:: Dataset records ::
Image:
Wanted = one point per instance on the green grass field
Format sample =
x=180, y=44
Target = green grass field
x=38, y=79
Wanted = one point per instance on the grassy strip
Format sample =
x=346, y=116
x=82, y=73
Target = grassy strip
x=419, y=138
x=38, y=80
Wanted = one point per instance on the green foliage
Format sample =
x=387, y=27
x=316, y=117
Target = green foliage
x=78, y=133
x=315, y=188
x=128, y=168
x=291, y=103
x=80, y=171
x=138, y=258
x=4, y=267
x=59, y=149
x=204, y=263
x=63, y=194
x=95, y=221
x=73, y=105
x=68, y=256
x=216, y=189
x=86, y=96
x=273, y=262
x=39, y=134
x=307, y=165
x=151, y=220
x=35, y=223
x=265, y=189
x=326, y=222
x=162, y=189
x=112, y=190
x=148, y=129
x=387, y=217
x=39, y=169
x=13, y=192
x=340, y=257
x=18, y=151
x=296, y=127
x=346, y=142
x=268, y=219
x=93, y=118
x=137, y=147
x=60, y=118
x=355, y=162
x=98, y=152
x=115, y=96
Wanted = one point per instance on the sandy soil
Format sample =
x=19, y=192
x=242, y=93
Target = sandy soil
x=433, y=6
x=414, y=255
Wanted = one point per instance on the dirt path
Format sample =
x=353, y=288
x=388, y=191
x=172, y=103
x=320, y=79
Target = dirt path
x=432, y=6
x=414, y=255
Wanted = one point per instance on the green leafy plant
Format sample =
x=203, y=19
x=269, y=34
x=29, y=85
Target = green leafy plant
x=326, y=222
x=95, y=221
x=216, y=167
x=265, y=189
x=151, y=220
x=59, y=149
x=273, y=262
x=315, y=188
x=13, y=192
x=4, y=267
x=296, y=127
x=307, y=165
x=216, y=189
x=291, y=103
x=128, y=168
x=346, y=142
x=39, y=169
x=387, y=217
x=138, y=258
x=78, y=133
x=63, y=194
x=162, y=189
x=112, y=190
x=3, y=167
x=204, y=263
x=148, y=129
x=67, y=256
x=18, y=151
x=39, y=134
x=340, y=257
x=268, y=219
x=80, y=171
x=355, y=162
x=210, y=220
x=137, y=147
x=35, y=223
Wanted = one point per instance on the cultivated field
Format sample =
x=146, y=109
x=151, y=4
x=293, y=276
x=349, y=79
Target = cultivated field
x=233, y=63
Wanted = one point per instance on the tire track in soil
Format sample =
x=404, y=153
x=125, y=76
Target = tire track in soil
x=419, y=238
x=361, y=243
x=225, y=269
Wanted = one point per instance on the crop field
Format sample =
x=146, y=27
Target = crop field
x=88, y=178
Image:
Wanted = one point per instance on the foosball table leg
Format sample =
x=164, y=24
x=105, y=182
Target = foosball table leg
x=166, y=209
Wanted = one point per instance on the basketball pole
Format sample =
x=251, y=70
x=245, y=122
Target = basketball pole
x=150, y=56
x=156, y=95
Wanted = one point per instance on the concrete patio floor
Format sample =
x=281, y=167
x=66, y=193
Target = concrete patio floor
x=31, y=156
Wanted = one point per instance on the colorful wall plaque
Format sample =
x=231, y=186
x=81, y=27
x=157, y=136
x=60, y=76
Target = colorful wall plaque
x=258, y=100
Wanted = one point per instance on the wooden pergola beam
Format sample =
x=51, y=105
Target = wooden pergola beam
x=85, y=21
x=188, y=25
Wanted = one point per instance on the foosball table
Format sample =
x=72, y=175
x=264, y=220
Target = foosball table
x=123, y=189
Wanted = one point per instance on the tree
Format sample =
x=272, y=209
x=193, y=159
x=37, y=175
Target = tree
:::
• **Work task**: Restate each line of the records above without any deviation.

• **Response for this exercise**:
Image:
Wanted = one point per instance on the green grass field
Format sample =
x=180, y=44
Target = green grass field
x=38, y=79
Wanted = one point per instance on the grassy strip
Format sample =
x=346, y=116
x=82, y=73
Target = grassy strip
x=419, y=138
x=38, y=80
Wanted = one point per instance on the green foliage
Format sample =
x=387, y=27
x=316, y=117
Target = green foliage
x=78, y=133
x=315, y=188
x=128, y=168
x=291, y=103
x=80, y=171
x=138, y=258
x=4, y=267
x=59, y=149
x=204, y=263
x=63, y=194
x=95, y=221
x=73, y=105
x=68, y=256
x=216, y=189
x=86, y=96
x=273, y=262
x=39, y=134
x=307, y=165
x=151, y=220
x=35, y=223
x=265, y=189
x=326, y=222
x=162, y=189
x=112, y=190
x=148, y=129
x=387, y=217
x=39, y=169
x=13, y=192
x=340, y=257
x=18, y=151
x=296, y=127
x=346, y=142
x=268, y=219
x=93, y=118
x=137, y=147
x=60, y=118
x=355, y=162
x=98, y=152
x=115, y=96
Wanted = one point per instance on the sandy soil
Format sample =
x=19, y=192
x=242, y=93
Target = sandy soil
x=433, y=6
x=414, y=255
Wanted = one point per instance on the dirt path
Format sample =
x=353, y=288
x=388, y=191
x=172, y=103
x=320, y=79
Target = dirt path
x=432, y=6
x=414, y=255
Wanted = one point per instance on the green leafy plant
Format sample =
x=203, y=19
x=269, y=34
x=29, y=85
Target = green leafy plant
x=326, y=222
x=95, y=221
x=216, y=167
x=265, y=189
x=151, y=220
x=59, y=149
x=273, y=262
x=315, y=188
x=13, y=192
x=4, y=267
x=296, y=127
x=307, y=165
x=216, y=189
x=291, y=103
x=128, y=168
x=346, y=142
x=39, y=169
x=387, y=217
x=138, y=258
x=78, y=133
x=63, y=194
x=162, y=189
x=112, y=190
x=3, y=167
x=204, y=263
x=148, y=129
x=67, y=256
x=18, y=151
x=39, y=134
x=340, y=257
x=268, y=219
x=80, y=171
x=355, y=162
x=210, y=220
x=137, y=147
x=35, y=223
Wanted = one point per instance on the cultivated field
Format sample =
x=146, y=109
x=151, y=4
x=293, y=276
x=349, y=79
Target = cultivated field
x=233, y=63
Wanted = one point per instance on the tire track in soil
Format sample =
x=404, y=153
x=125, y=76
Target = tire track in soil
x=419, y=238
x=361, y=243
x=225, y=269
Wanted = one point per instance on the crop field
Format sample =
x=146, y=27
Target = crop field
x=88, y=178
Image:
Wanted = one point per instance on the foosball table leg
Format sample =
x=164, y=24
x=105, y=182
Target = foosball table leg
x=166, y=209
Wanted = one point per instance on the basketball pole
Format sample =
x=251, y=70
x=245, y=122
Target = basketball pole
x=150, y=56
x=156, y=95
Wanted = one point per instance on the concrete patio floor
Format sample =
x=281, y=167
x=66, y=193
Target = concrete patio floor
x=31, y=156
Wanted = one point per instance on the colorful wall plaque
Format sample =
x=231, y=186
x=81, y=27
x=157, y=136
x=60, y=76
Target = colorful wall plaque
x=258, y=100
Wanted = one point per instance on the wooden pergola beam
Format sample =
x=51, y=105
Target = wooden pergola beam
x=85, y=21
x=188, y=25
Wanted = one point per instance on the foosball table
Format sample =
x=72, y=175
x=264, y=220
Target = foosball table
x=123, y=189
Wanted = one point per instance on the tree
Format sample =
x=272, y=209
x=193, y=159
x=37, y=175
Target = tree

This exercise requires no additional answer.